* [Document excerpt]:
# Automatic Egg Turner vs Manual



## SilkieBoy (May 4, 2013)

So I am planning on setting 9 or so silkie eggs tomorrow! I was wondering if I will have better hatch results turner the eggs by hand 2-3 times a day or to place the eggs in my automatic eggs turner where the eggs sit pointy side down? I was reading that it is not a natural state for the eggs to be in, as under the hen they lay on their sides. These are silkie eggs, so they are slightly smaller than regular breed eggs. I have a hova bator 1588, if that helps!!! I was planning to set the humidity to 45-50 percent. I live in quite a dry area in Canada! 

Thanks for the advice!!!


----------



## GAchick (Jan 19, 2014)

* [Information given]:
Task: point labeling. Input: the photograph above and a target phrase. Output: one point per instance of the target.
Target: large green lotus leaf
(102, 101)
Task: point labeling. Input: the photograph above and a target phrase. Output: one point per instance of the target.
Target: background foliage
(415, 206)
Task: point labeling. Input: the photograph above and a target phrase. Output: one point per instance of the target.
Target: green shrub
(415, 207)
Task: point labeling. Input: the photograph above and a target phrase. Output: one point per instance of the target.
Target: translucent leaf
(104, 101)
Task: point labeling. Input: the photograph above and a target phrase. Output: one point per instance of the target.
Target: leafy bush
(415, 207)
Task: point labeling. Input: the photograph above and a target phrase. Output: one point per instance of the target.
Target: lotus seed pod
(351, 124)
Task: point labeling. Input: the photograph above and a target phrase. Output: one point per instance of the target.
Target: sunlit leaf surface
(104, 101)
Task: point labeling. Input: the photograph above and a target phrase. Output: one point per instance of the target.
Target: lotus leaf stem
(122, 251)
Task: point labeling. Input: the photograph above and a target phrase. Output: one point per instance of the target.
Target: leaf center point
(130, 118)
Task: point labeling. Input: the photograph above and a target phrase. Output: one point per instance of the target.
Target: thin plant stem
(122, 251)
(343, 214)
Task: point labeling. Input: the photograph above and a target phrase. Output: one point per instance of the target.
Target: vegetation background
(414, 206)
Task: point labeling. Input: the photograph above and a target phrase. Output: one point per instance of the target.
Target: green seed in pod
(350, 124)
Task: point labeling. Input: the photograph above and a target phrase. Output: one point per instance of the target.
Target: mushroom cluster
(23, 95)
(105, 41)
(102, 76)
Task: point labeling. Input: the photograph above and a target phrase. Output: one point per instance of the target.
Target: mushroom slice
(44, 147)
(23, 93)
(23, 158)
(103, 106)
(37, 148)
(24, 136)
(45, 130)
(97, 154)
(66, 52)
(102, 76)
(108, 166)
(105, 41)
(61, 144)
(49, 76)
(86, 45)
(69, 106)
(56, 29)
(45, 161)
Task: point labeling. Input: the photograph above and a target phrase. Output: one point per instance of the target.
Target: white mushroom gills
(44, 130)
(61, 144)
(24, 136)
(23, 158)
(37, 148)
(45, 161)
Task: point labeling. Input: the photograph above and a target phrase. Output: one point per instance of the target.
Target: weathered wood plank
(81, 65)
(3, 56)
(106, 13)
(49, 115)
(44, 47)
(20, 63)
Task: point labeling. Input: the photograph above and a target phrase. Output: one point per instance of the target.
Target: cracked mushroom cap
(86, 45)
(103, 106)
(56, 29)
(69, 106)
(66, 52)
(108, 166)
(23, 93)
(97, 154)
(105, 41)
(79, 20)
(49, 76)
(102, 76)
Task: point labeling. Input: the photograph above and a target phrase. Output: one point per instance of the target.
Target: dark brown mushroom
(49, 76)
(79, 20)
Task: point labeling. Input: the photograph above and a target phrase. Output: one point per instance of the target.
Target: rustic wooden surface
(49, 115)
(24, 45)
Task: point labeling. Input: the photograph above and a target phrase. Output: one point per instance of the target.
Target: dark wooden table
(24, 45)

* [Goals]:
1 > In the egg turner thread, what humidity range does SilkieBoy plan to use?
2 > Resume the egg turner thread by writing the post that follows the GAchick heading.

* [Per-task outputs]:
1 > 45 to 50 percent.

2 >
I consistently get 85-90% in mine with an auto turner. I wouldn't hand turn on a bet. But then again, I'm lazy. lol Seriously though, with the results that I get with an auto turner I just don't see the point in making things harder for myself. And for the record, I've hatched Marans, Americauna, Silkie, Orpinton, and mixed breed eggs/chicks this way.


----------



## SilkieBoy (May 4, 2013)

Okay, great!


----------



## SilkieBoy (May 4, 2013)

What is a good humidity for hatching silkies?


----------



## matt_kas (Mar 11, 2013)

I keep mine around 50%RH until day 18


----------



## SilkieBoy (May 4, 2013)

Thanks!!! My humdity is at 47 now!!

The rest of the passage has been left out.